**Data shown:**
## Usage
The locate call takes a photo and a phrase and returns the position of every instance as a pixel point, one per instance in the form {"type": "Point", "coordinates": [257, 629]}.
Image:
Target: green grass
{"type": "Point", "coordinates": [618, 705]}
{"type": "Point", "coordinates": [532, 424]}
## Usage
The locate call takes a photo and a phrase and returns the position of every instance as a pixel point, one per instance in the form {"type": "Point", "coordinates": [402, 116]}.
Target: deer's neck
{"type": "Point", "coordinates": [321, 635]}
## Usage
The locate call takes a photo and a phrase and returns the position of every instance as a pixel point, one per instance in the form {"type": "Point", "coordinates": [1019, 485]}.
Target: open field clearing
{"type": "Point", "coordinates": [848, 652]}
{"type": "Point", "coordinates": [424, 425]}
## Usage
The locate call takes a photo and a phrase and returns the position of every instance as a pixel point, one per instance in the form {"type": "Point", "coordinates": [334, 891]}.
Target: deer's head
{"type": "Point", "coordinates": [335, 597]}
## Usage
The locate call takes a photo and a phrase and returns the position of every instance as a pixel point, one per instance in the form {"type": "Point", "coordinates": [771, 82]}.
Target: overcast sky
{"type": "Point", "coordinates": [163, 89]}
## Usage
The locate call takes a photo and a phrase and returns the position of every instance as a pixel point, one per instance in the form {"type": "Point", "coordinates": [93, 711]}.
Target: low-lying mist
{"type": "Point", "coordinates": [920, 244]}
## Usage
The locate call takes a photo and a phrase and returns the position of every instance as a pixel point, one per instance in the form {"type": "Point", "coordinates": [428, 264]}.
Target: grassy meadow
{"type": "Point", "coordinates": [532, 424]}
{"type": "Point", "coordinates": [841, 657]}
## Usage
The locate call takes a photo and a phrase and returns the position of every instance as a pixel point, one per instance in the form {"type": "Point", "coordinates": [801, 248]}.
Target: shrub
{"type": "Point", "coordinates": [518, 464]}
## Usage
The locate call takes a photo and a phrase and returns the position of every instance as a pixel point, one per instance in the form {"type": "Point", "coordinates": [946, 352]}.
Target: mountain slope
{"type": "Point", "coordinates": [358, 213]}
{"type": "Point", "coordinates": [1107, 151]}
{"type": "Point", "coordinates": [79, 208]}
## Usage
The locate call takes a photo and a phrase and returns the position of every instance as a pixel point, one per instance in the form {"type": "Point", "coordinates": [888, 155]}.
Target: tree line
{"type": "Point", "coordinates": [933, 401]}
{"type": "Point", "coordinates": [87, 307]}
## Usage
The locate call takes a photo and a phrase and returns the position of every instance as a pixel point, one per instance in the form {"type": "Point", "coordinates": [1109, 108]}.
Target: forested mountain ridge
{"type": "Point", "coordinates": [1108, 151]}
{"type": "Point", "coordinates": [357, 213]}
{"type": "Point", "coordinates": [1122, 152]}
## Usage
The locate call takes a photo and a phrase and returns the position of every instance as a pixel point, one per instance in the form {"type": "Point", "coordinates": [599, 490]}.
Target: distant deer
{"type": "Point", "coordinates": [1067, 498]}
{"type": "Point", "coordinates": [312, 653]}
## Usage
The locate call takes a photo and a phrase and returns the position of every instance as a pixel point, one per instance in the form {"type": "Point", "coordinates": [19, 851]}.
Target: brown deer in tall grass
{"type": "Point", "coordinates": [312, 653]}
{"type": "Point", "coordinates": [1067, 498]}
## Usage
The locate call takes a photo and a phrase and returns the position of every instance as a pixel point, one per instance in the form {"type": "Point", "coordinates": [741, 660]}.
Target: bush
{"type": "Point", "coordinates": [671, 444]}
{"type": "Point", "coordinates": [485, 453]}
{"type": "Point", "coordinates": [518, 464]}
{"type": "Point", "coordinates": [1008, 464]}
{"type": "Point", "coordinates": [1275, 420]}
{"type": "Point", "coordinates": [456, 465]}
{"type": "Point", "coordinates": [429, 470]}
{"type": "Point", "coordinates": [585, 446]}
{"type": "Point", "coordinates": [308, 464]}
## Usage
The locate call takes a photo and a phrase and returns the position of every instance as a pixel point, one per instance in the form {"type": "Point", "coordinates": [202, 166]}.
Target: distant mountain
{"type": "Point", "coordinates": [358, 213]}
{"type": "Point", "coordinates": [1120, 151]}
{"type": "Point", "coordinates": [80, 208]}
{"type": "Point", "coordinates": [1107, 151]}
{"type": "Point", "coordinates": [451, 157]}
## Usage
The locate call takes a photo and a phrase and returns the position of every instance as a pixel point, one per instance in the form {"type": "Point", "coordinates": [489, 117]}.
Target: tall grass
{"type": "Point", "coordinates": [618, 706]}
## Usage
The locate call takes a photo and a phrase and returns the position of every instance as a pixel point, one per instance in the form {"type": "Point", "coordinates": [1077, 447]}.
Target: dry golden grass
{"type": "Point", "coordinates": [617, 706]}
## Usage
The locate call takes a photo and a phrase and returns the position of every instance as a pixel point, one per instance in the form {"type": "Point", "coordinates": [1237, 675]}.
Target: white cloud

**Exercise task:** Recopy all the lines exactly as they appear.

**Written response:**
## Usage
The locate call takes a photo and a phrase and returns the position of every instance as a pixel point, one per instance in the form {"type": "Point", "coordinates": [257, 629]}.
Image:
Target: green grass
{"type": "Point", "coordinates": [618, 705]}
{"type": "Point", "coordinates": [532, 424]}
## Usage
The locate call takes a photo and a phrase and returns the position of every instance as a pixel point, one per instance in the form {"type": "Point", "coordinates": [402, 116]}.
Target: deer's neck
{"type": "Point", "coordinates": [321, 635]}
## Usage
The locate call takes a photo and a phrase and returns the position of every instance as a pixel point, one per instance in the form {"type": "Point", "coordinates": [1019, 485]}.
Target: open field clearing
{"type": "Point", "coordinates": [848, 652]}
{"type": "Point", "coordinates": [424, 425]}
## Usage
The locate call takes a photo and a phrase and returns the position of every instance as a pixel point, one per instance in the form {"type": "Point", "coordinates": [334, 891]}.
Target: deer's head
{"type": "Point", "coordinates": [335, 597]}
## Usage
The locate call takes a photo and a phrase and returns the position of every instance as a pixel point, one per instance in the form {"type": "Point", "coordinates": [771, 82]}.
Target: overcast sky
{"type": "Point", "coordinates": [163, 89]}
## Usage
The locate call takes a photo and a phrase and returns the position of every instance as a pixel point, one per instance in the form {"type": "Point", "coordinates": [93, 711]}.
Target: low-lying mist
{"type": "Point", "coordinates": [920, 244]}
## Usage
The locate call takes a photo and a phrase and returns the position of every instance as a pixel point, one per instance in the form {"type": "Point", "coordinates": [428, 264]}.
Target: grassy meadow
{"type": "Point", "coordinates": [532, 424]}
{"type": "Point", "coordinates": [841, 657]}
## Usage
The locate call takes a photo and a phrase and returns the position of every instance as a pixel point, one per instance in the form {"type": "Point", "coordinates": [801, 248]}.
Target: shrub
{"type": "Point", "coordinates": [518, 464]}
## Usage
The locate call takes a photo and a phrase and returns the position of every instance as a pixel point, one per instance in the form {"type": "Point", "coordinates": [946, 352]}.
Target: mountain slope
{"type": "Point", "coordinates": [358, 213]}
{"type": "Point", "coordinates": [1107, 151]}
{"type": "Point", "coordinates": [79, 208]}
## Usage
The locate call takes a photo and a phrase and returns the position of every instance as a pixel point, one per instance in the form {"type": "Point", "coordinates": [888, 155]}.
Target: tree line
{"type": "Point", "coordinates": [933, 401]}
{"type": "Point", "coordinates": [87, 307]}
## Usage
The locate call takes a photo and a phrase and returns the position of every instance as a pixel point, one per instance in the form {"type": "Point", "coordinates": [1109, 108]}.
Target: forested mountain ridge
{"type": "Point", "coordinates": [1108, 151]}
{"type": "Point", "coordinates": [357, 213]}
{"type": "Point", "coordinates": [1122, 152]}
## Usage
The locate call takes a photo and a phrase and returns the position of every instance as a pixel point, one per instance in the form {"type": "Point", "coordinates": [599, 490]}.
Target: distant deer
{"type": "Point", "coordinates": [1067, 498]}
{"type": "Point", "coordinates": [312, 653]}
## Usage
The locate call takes a photo and a phrase and returns the position of every instance as a pixel point, one per instance in the form {"type": "Point", "coordinates": [19, 851]}.
Target: brown deer in tall grass
{"type": "Point", "coordinates": [312, 653]}
{"type": "Point", "coordinates": [1067, 498]}
## Usage
The locate call takes a photo and a phrase and returns the position of every instance as a pixel point, one per instance in the form {"type": "Point", "coordinates": [741, 660]}.
Target: bush
{"type": "Point", "coordinates": [671, 444]}
{"type": "Point", "coordinates": [485, 453]}
{"type": "Point", "coordinates": [518, 464]}
{"type": "Point", "coordinates": [1008, 464]}
{"type": "Point", "coordinates": [1275, 420]}
{"type": "Point", "coordinates": [456, 465]}
{"type": "Point", "coordinates": [429, 470]}
{"type": "Point", "coordinates": [585, 446]}
{"type": "Point", "coordinates": [308, 464]}
## Usage
The locate call takes a photo and a phrase and returns the position of every instance as a pixel point, one per instance in the form {"type": "Point", "coordinates": [202, 166]}.
Target: distant mountain
{"type": "Point", "coordinates": [358, 213]}
{"type": "Point", "coordinates": [1120, 151]}
{"type": "Point", "coordinates": [80, 208]}
{"type": "Point", "coordinates": [1107, 151]}
{"type": "Point", "coordinates": [451, 157]}
## Usage
The locate call takes a photo and a phrase and returns the position of every instance as a pixel point, one per instance in the form {"type": "Point", "coordinates": [489, 117]}.
Target: tall grass
{"type": "Point", "coordinates": [618, 706]}
## Usage
The locate call takes a photo and a phrase and returns the position of every instance as a pixel point, one per instance in the form {"type": "Point", "coordinates": [1077, 447]}.
Target: dry golden grass
{"type": "Point", "coordinates": [617, 706]}
## Usage
The locate call takes a photo and a phrase and returns the position of every instance as a pixel point, one per instance in the form {"type": "Point", "coordinates": [1237, 675]}.
Target: white cloud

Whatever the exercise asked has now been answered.